§ COMPLETE THE FOLLOWING
- 1) Decide whether each statement below agrees with the text on careers in internal medicine, answering yes or no and quoting the deciding words of the text exactly. (a) Internists who practice in larger cities generally make more money than those in smaller rural areas. (b) With equal years of experience, internists working in public policy generally earn more than those caring for patients in a clinical setting. (c) General internal medicine doctors averaged over $400,000 per year in 2019.
- 2) Reproduce word for word the part of the text on careers in internal medicine that opens with the words containing "- Management /" and closes with "governmental policy makers.".
- 3) Carry on the text on careers in internal medicine, picking up after its final sentence.

§ TEXT FOR ANALYSIS

Careers in Internal Medicine
Doctors working in internal medicine can choose a variety of career paths. Internists can care for patients in a clinical office or in a hospital setting. Alternatively, internists can choose any of the following non-clinical career paths:
- Education – Internists work in medical schools in a variety of capacities, including as teachers, academic advisors, administrators, and curriculum developers.
- Research – Internists can become professional researchers testing new medicines, developing new treatment procedures or vaccines, furthering research on existing diseases, or learning about new diseases.
- Management / Administration – A background in internal medicine can develop into a leadership role in any organization where adult healthcare is involved, such as Veterans Administration Centers, senior living facilities, or for-profit businesses focused on the adult healthcare sector.
- Public Policy – Some internists want to affect change in the healthcare field on a larger scale and choose to work in public policy. Doctors choosing this path can act as liaisons between public health entities and governmental policy makers.
Just like other medical doctors, internists can expect to make a six-figure salary after completing residency and going into practice. Exactly how much internists will make can vary from $175,000 per year to over $400,000 per year, based on a number of factors:
- Geographic location: Internal medicine doctors who practice in larger cities will generally make more money than those who practice in smaller rural areas. Certain areas of the U.S. will also offer higher wages due to higher cost of living in that area.
- Type of Practice: Internists caring for patients directly in a clinical setting will generally earn more than those working in public policy or management roles when years of experience are equivalent.
- Specializations: Doctors who specialize will typically make more than those who don’t, and certain specializations pay more than others. For example, general internal medicine doctors averaged $243,000/year in 2019, while those specializing in gastroenterology, cardiology, or orthopedic surgery all averaged over $400,000/year.

§ ENTRIES SUPPLIED

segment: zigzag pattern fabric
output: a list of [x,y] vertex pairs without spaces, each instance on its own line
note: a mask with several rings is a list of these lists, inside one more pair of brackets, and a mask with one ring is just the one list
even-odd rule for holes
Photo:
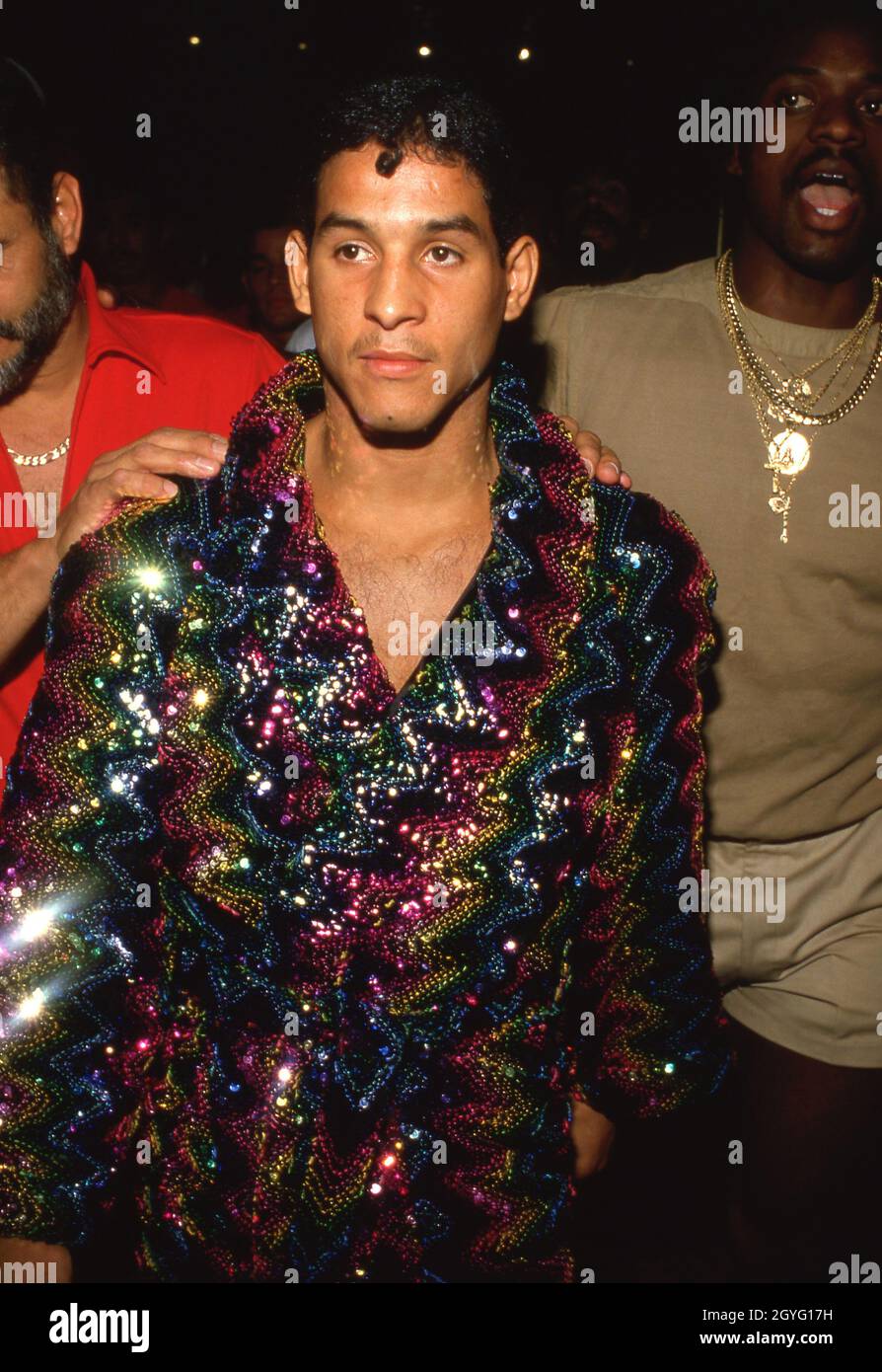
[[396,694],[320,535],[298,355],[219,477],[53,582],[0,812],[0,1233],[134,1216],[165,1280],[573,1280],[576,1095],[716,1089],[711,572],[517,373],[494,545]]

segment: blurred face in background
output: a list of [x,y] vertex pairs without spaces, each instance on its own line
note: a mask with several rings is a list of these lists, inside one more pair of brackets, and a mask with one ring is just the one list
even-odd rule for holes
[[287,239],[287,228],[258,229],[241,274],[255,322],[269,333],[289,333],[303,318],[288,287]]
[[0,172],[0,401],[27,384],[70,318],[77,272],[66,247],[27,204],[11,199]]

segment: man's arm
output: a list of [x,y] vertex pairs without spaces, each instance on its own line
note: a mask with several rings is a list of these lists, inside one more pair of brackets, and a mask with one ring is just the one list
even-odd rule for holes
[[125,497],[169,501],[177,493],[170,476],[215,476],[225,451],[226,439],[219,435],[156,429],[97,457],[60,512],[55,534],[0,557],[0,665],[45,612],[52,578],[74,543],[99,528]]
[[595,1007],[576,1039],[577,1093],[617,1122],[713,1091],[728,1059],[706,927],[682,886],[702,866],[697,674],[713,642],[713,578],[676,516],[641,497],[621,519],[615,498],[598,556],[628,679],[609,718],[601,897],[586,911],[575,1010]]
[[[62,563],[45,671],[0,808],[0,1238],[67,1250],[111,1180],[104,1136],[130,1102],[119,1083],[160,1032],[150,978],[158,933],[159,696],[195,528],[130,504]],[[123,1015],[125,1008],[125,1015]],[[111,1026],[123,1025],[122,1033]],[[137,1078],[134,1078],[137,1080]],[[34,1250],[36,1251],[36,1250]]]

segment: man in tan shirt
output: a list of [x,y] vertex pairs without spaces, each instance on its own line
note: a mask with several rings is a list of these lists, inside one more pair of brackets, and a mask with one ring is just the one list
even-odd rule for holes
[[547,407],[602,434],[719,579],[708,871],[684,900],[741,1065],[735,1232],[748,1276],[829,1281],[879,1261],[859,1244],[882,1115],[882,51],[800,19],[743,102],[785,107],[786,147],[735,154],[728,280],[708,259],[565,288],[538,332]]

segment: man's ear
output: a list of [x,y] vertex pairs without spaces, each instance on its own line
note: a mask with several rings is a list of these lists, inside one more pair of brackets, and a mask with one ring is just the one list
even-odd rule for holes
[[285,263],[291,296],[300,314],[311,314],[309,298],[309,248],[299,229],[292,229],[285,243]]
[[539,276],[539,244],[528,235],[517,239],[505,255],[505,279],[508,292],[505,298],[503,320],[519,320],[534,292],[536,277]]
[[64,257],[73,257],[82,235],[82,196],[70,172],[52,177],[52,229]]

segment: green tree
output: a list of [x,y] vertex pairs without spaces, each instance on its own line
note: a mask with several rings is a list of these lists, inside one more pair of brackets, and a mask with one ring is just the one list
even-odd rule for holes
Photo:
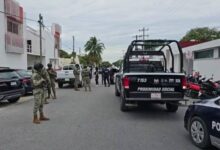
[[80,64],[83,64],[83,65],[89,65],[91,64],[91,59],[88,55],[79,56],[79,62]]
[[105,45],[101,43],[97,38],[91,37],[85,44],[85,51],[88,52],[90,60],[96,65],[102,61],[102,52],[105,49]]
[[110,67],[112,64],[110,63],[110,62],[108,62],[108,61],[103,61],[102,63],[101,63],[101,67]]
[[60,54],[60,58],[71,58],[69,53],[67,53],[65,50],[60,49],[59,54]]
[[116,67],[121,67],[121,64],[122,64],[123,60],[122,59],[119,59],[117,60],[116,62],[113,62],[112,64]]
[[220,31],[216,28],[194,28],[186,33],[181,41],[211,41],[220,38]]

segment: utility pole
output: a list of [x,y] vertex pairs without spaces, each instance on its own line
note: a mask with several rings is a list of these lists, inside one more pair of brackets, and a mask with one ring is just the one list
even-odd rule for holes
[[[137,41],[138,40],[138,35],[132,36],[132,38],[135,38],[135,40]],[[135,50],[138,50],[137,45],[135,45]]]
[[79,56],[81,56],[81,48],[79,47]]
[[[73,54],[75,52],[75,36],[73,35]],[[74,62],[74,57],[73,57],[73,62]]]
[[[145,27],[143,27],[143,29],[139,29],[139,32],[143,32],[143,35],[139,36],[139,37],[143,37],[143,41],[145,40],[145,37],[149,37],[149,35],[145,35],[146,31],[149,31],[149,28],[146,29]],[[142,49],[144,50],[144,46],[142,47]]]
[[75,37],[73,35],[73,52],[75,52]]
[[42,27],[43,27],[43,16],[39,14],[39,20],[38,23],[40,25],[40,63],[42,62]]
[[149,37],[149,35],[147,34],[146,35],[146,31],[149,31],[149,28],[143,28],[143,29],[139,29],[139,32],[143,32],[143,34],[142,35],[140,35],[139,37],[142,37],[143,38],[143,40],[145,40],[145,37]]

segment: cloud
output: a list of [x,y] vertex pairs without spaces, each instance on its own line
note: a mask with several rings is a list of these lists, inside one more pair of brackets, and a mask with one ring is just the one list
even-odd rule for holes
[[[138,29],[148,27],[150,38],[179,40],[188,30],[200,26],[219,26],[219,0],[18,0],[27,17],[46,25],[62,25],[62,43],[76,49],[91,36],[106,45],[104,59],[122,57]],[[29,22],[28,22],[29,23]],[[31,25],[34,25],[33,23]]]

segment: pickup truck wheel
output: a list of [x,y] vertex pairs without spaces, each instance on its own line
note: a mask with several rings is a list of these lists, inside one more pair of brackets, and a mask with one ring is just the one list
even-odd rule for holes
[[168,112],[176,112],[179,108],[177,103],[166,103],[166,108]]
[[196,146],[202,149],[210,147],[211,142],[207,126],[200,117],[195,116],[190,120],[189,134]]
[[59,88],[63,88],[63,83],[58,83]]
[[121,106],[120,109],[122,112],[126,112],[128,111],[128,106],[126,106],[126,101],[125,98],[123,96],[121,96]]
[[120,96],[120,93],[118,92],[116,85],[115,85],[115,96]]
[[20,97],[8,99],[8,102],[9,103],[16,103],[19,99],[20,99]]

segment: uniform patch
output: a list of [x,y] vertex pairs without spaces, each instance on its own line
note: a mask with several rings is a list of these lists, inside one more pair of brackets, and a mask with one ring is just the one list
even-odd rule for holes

§ ACTIVITY ANSWERS
- 1)
(a) Yes: "Internal medicine doctors who practice in larger cities will generally make more money than those who practice in smaller rural areas."
(b) No: "Internists caring for patients directly in a clinical setting will generally earn more than those working in public policy or management roles when years of experience are equivalent."
(c) No: "general internal medicine doctors averaged $243,000/year in 2019"

- 2)
- Management / Administration – A background in internal medicine can develop into a leadership role in any organization where adult healthcare is involved, such as Veterans Administration Centers, senior living facilities, or for-profit businesses focused on the adult healthcare sector.
- Public Policy – Some internists want to affect change in the healthcare field on a larger scale and choose to work in public policy. Doctors choosing this path can act as liaisons between public health entities and governmental policy makers.

- 3)
Students exploring internal medicine as a long-term career option should feel confident about their job prospects. Jobs available in internal medicine are growing at approximately 7% per year – faster than the national average – and are projected to continue doing so until 2028. According to the U.S. Bureau of Labor Statistics, most internists can expect to work in physicians’ offices or hospitals, with a significant number of positions also available at medical schools and outpatient care centers.
Students in medical school can also improve their job prospects by choosing specialties that are highly in demand. The National Center for Health Workforce Analysis projects a significant shortage of physicians specializing in cardiology, gastroenterology, oncology, and pulmonology by the year 2025. Internists who specialize in one of these fields will be in demand and have improved job security for the next several years.
The Future of Internal Medicine
Students who choose a career in internal medicine should be prepared for a challenging, yet rewarding career. As improvements to healthcare help patients live longer and provide doctors with new and innovative ways of treating illnesses, internal medicine physicians will be in even higher demand. By understanding the career pathways and available subspecialties, students can prepare for a lifelong career in internal medicine.